#### [Opdrachten]
A. Neem uit het aangeleverde fragment letterlijk de tekst over die begint bij de woorden "Datum uitspraak: 2" en stop na "een verweerschrift ingediend.".
B. Op welke datum vond volgens het aangeleverde fragment het onderzoek ter zitting plaats?
C. Vertaal deze zin uit het aangeleverde fragment in het Engels: "Appellant heeft tegen het besluit van 18 november 2005 bezwaar gemaakt."

#### [Aangeleverd fragment]
- - - - -

[Appellant], wonende te [woonplaats], (hierna: appellant)
tegen de uitspraak van de rechtbank ’s-Gravenhage van 17 juni 2009, 08/3158 (hierna: aangevallen uitspraak)
Zorgkantoor Zuid-Holland Noord (hierna: Zorgkantoor)
Datum uitspraak: 2 juni 2010
I. PROCESVERLOOP
Namens appellant heeft mr. J.T.F. van Berkel, werkzaam bij SRK Rechtsbijstand te Zoetermeer, hoger beroep ingesteld.
Het Zorgkantoor heeft een verweerschrift ingediend.
Het onderzoek ter zitting heeft plaatsgevonden op 14 april 2010. Appellant is niet verschenen. Het Zorgkantoor heeft zich laten vertegenwoordigen door mr. E.C.L. Noorman, werkzaam bij Onderlinge Waarborgmaatschappij Zorgverzekeraar Zorg en Zekerheid U.A..
1.1. Appellant heeft op 11 juni 2003 bij het Indicatiebureau Leidse Regio (hierna: RIO) een aanvraag gedaan voor een herindicatie voor ondersteunende begeleiding.
1.2. Op 31 oktober 2003 heeft het RIO appellant geïndiceerd voor ondersteunende begeleiding algemeen, klasse 2, voor de periode van 1 november 2003 tot 1 november 2004.
1.3. Bij besluiten van 15 maart 2004 heeft het Zorgkantoor appellant een persoonsgebonden budget (hierna: pgb) toegekend van € 830,37 voor de periode van 1 november 2003 tot en met 31 december 2003 en van € 4.197,89 voor de periode van 1 januari 2004 tot en met 1 november 2004.
1.4. Bij besluit van 1 augustus 2005 heeft het Zorgkantoor het besluit van 15 maart 2004 dat betrekking heeft op de in 2004 gelegen periode aldus gewijzigd dat voor die periode een eigen bijdrage in de kosten van zorg definitief is vastgesteld op € 174,86.
1.5. Bij besluit van 9 augustus 2005 heeft het Zorgkantoor het pgb voor 2003 vastgesteld en van appellant € 880,41 teruggevorderd. Dit bedrag is als volgt tot stand gekomen. Voor november en december 2003 was een pgb toegekend van € 830,37, terwijl er geen kosten verantwoord zijn. Van dit bedrag is € 41,78 aan vrij besteedbaar bedrag afgetrokken en tevens € 83,04 aan naar het pgb voor 2004 over te hevelen bedrag. Daarbij is opgeteld € 174,86.
1.6. Appellant heeft tegen de besluiten van 1 augustus 2005 en 9 augustus 2005 bezwaar gemaakt.
1.7. Bij besluit van 18 november 2005 heeft het Zorgkantoor het pgb voor 2004 vastgesteld en van appellant € 256,77 teruggevorderd. Dit bedrag is als volgt tot stand gekomen. Voor januari tot en met oktober 2004 was een pgb toegekend van € 4.280,93 uit 2003 (inclusief overheveling), terwijl er € 3.990,-- aan kosten verantwoord zijn. Van dit bedrag is € 209,02 aan vrij besteedbaar bedrag afgetrokken. Bij het restbedrag is opgeteld € 174,86.
1.8. Appellant heeft tegen het besluit van 18 november 2005 bezwaar gemaakt.

- - - - -

#### [Aangeleverde gegevens]
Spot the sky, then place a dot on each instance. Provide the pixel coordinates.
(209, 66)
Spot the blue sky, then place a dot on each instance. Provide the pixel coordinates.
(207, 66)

- - - - -

#### [Antwoorden]
A.
Datum uitspraak: 2 juni 2010
I. PROCESVERLOOP
Namens appellant heeft mr. J.T.F. van Berkel, werkzaam bij SRK Rechtsbijstand te Zoetermeer, hoger beroep ingesteld.
Het Zorgkantoor heeft een verweerschrift ingediend.

B. Op 14 april 2010.

C. The appellant filed an objection to the decision of November 18, 2005.